WHAT IS REQUIRED:
Copy the listing below, starting at its first line and ending at the line that contains "0, 440, 154]]", and keep every request in place. In the responses only, multiply each box coordinate by 2 and round to a whole number, with halves rounding up.

══ SUPPLIED ENTRIES ══

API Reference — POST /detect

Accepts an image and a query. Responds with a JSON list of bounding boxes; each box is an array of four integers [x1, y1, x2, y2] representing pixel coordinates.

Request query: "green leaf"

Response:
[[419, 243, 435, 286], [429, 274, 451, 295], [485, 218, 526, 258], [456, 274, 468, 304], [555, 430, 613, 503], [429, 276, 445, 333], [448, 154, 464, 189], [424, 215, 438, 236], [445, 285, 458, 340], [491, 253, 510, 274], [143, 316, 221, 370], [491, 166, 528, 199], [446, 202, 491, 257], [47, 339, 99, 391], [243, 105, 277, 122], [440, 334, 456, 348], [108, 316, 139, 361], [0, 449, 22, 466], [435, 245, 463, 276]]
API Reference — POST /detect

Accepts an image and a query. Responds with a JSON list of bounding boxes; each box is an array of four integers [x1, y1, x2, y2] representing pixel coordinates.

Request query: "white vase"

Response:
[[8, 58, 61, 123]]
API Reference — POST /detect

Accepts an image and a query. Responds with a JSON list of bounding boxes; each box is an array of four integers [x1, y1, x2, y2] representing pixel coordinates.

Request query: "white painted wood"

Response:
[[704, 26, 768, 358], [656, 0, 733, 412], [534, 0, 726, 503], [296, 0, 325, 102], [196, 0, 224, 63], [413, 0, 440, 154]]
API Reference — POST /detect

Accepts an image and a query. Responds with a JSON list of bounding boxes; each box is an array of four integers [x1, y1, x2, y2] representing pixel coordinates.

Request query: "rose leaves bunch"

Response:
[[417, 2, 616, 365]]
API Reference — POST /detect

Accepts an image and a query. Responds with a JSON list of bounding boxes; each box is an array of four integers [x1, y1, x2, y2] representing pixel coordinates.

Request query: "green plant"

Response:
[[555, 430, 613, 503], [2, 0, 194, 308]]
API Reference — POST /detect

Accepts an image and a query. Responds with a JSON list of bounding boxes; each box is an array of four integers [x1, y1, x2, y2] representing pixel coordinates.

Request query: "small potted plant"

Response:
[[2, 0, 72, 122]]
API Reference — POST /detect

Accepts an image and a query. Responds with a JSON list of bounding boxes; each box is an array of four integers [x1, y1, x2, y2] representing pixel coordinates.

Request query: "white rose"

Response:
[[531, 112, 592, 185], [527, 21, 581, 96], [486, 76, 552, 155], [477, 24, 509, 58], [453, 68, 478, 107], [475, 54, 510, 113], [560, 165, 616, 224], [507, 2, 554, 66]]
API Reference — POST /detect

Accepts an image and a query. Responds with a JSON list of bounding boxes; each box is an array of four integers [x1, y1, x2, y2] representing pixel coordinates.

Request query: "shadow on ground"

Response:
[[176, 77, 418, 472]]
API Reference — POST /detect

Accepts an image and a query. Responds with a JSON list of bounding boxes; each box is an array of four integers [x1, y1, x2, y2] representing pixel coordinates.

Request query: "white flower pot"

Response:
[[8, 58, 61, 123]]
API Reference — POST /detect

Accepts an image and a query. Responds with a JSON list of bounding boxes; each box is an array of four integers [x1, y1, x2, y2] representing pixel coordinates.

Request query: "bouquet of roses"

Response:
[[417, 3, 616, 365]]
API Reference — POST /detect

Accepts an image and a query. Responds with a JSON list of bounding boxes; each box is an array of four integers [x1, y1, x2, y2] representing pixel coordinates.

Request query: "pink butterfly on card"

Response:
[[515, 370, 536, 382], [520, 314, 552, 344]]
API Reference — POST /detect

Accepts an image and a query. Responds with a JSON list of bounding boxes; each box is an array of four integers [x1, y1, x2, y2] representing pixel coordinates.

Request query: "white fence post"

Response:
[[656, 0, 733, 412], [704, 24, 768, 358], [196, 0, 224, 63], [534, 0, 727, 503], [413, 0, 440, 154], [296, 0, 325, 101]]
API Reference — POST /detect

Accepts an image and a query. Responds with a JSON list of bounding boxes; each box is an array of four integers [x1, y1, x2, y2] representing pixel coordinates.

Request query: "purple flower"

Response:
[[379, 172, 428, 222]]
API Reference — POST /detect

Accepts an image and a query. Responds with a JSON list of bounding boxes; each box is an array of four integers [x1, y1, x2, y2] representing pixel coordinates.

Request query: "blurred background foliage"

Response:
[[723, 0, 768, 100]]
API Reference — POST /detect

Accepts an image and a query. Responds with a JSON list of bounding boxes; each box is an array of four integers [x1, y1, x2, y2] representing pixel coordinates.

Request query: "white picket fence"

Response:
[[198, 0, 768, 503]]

═══

EXERCISE OUTPUT:
API Reference — POST /detect

Accepts an image and a query. Responds with a JSON list of bounding boxes; each box is an array of four integers [x1, y1, x2, y2] representing pixel coordinates.

Request query: "green leaf"

Response:
[[838, 486, 870, 572], [858, 548, 902, 590], [970, 436, 1052, 516], [912, 548, 936, 608], [1110, 860, 1226, 1006], [858, 552, 890, 666], [896, 308, 928, 378], [848, 430, 876, 472], [890, 570, 916, 680], [982, 506, 1020, 548], [286, 632, 442, 740], [982, 332, 1056, 398], [892, 404, 982, 514], [94, 678, 198, 782], [486, 210, 554, 244], [880, 668, 912, 696], [216, 632, 278, 722], [0, 898, 44, 932], [870, 490, 926, 552]]
API Reference — POST /detect

Accepts an image and a query. Responds with a JSON list of bounding boxes; each box is an array of four integers [x1, y1, x2, y2] representing pixel coordinates.

Request query: "white vase"

Response:
[[16, 116, 122, 246]]
API Reference — POST /detect

Accepts an image and a query. Responds with a JSON list of bounding boxes; each box is an array of four integers [x1, y1, x2, y2] representing pixel coordinates.

Request query: "white painted wood"

Response:
[[1408, 52, 1536, 716], [1312, 0, 1466, 824], [1068, 0, 1452, 1006], [592, 0, 650, 204], [392, 0, 448, 126], [826, 0, 880, 308]]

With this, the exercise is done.